-- start Supplied records --

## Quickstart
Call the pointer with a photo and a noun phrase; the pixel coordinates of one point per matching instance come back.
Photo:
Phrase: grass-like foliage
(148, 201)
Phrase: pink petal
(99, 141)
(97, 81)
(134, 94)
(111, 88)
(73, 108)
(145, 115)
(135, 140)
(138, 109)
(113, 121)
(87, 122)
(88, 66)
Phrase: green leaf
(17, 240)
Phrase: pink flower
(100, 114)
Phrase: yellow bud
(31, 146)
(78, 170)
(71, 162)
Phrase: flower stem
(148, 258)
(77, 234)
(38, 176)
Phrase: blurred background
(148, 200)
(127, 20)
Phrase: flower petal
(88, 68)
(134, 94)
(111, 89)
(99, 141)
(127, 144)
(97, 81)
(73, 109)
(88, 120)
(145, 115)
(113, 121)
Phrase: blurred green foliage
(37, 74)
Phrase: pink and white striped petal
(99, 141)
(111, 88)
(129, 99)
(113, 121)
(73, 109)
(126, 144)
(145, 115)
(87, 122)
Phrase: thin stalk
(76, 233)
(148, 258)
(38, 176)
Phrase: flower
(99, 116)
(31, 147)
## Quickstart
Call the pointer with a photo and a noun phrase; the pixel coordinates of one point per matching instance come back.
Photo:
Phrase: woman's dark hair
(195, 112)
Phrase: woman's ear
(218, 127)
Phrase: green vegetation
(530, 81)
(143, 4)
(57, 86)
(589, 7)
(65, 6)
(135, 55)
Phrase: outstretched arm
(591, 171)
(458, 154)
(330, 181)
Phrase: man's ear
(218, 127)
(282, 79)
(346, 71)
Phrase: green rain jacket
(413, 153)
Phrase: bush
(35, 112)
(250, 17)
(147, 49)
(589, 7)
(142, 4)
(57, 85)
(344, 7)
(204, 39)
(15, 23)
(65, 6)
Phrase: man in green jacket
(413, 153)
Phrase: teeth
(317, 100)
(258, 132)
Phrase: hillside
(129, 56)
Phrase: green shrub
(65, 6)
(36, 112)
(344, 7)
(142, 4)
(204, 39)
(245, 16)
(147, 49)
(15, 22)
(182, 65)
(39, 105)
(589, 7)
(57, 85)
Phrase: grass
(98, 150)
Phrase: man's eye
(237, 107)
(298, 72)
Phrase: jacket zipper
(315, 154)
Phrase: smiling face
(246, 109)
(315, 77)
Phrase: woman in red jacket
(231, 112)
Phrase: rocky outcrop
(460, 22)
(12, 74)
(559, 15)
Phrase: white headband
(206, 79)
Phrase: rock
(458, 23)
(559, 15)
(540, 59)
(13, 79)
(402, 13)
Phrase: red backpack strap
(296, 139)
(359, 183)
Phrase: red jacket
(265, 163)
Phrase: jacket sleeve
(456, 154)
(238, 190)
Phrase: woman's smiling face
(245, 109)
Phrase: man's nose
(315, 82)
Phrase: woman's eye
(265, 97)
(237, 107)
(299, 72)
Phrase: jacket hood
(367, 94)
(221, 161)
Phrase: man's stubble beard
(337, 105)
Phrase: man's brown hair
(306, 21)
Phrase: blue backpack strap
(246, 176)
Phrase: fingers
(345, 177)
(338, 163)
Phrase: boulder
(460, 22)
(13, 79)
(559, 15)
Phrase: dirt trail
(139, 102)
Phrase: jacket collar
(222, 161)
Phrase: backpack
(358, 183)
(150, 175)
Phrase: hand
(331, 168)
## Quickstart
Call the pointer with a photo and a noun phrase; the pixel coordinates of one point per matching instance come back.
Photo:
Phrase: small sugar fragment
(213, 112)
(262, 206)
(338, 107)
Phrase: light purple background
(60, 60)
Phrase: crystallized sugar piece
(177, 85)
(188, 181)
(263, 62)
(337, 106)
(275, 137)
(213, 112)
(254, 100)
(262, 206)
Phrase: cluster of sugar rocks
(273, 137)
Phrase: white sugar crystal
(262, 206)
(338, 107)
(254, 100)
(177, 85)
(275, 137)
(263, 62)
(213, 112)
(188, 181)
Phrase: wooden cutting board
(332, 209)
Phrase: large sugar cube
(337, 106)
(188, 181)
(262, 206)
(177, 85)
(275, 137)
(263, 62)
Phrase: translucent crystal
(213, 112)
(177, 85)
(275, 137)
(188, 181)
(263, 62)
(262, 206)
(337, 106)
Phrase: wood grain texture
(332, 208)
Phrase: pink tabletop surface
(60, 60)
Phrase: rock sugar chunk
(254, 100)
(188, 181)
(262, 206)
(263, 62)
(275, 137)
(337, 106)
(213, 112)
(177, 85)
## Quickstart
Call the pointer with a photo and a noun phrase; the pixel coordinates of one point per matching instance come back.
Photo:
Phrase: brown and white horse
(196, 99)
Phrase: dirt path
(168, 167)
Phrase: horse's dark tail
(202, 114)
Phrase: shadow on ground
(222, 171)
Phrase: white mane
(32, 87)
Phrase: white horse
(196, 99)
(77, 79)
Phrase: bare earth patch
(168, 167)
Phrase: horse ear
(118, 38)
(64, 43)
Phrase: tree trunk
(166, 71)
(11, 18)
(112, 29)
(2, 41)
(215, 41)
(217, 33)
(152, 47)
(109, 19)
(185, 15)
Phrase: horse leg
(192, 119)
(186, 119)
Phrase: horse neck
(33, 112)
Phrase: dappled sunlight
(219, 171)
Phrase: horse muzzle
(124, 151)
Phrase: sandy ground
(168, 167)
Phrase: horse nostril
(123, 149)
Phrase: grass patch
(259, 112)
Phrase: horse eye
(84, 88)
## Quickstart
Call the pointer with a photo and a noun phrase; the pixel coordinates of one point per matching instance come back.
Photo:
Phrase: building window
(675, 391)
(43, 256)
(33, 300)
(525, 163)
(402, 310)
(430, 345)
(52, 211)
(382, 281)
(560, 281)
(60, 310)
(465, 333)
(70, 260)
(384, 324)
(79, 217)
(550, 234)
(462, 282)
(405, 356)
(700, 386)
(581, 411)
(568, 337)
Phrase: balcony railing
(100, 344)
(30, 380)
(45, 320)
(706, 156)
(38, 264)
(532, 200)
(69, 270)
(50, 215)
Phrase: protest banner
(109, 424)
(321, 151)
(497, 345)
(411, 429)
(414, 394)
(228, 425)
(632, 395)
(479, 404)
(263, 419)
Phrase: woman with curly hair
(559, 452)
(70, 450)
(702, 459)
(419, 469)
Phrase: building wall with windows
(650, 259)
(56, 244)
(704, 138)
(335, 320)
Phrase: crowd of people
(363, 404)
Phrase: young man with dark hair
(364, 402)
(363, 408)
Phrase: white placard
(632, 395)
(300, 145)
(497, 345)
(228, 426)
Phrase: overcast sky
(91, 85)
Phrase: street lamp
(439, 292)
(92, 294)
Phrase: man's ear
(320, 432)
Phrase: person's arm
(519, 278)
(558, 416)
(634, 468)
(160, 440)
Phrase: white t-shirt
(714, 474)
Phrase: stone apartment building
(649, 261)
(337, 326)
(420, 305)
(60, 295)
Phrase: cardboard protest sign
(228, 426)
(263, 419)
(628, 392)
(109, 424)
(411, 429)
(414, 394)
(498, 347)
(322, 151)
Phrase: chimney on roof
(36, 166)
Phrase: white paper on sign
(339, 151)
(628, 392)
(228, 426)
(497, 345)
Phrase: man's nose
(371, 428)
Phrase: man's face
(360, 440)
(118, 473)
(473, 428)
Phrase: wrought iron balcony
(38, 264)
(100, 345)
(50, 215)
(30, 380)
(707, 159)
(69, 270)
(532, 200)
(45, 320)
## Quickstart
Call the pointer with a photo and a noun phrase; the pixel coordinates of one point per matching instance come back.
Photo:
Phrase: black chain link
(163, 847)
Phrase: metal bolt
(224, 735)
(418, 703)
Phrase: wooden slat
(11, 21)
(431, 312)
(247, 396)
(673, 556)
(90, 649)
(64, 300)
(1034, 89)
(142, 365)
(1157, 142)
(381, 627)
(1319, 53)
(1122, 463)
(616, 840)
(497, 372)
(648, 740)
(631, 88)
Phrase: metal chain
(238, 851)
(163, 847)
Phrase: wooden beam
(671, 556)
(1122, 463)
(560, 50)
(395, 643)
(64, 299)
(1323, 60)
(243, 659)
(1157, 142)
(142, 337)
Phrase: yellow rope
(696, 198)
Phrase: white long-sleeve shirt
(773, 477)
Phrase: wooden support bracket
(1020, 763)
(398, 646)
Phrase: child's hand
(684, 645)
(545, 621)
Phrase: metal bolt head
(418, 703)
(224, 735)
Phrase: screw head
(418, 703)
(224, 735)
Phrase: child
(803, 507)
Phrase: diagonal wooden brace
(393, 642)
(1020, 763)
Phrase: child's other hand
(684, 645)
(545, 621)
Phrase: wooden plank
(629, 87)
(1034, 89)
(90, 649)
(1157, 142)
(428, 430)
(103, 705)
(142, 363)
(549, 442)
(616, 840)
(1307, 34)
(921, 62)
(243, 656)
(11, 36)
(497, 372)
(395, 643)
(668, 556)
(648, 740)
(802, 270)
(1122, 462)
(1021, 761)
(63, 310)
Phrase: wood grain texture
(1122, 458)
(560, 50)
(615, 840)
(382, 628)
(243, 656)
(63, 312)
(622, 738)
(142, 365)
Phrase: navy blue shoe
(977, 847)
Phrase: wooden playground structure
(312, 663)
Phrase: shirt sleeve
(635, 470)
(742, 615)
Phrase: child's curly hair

-- end Supplied records --

• **Work to be completed**
Find "Phrase: wooden slat" in the data above, then repeat that line and all lines after it exactly, ending with the final line.

• **Solution for this exercise**
Phrase: wooden slat
(11, 21)
(431, 312)
(247, 396)
(673, 556)
(90, 649)
(64, 300)
(1034, 89)
(142, 365)
(1157, 142)
(381, 627)
(1319, 53)
(1122, 463)
(616, 840)
(497, 372)
(648, 740)
(631, 88)
Phrase: metal chain
(238, 851)
(163, 847)
Phrase: wooden beam
(671, 556)
(1122, 463)
(560, 50)
(395, 643)
(64, 299)
(1323, 60)
(243, 659)
(1157, 142)
(142, 337)
Phrase: yellow rope
(696, 198)
Phrase: white long-sleeve shirt
(773, 477)
Phrase: wooden support bracket
(1020, 763)
(398, 646)
Phrase: child's hand
(684, 645)
(545, 621)
Phrase: metal bolt head
(418, 703)
(224, 735)
Phrase: screw head
(418, 703)
(224, 735)
Phrase: child
(803, 507)
Phrase: diagonal wooden brace
(393, 642)
(1020, 763)
Phrase: child's other hand
(684, 645)
(545, 621)
Phrase: wooden plank
(629, 87)
(1034, 89)
(90, 649)
(1157, 142)
(428, 430)
(103, 705)
(142, 363)
(549, 442)
(616, 840)
(1307, 34)
(921, 62)
(243, 656)
(11, 36)
(497, 372)
(395, 643)
(668, 556)
(648, 740)
(802, 270)
(1122, 462)
(1021, 761)
(63, 310)
Phrase: wood grain texture
(1122, 458)
(560, 50)
(615, 840)
(382, 628)
(243, 656)
(63, 312)
(622, 738)
(142, 365)
Phrase: navy blue shoe
(977, 847)
Phrase: wooden playground structure
(312, 663)
Phrase: shirt sleeve
(635, 470)
(742, 615)
Phrase: child's curly hair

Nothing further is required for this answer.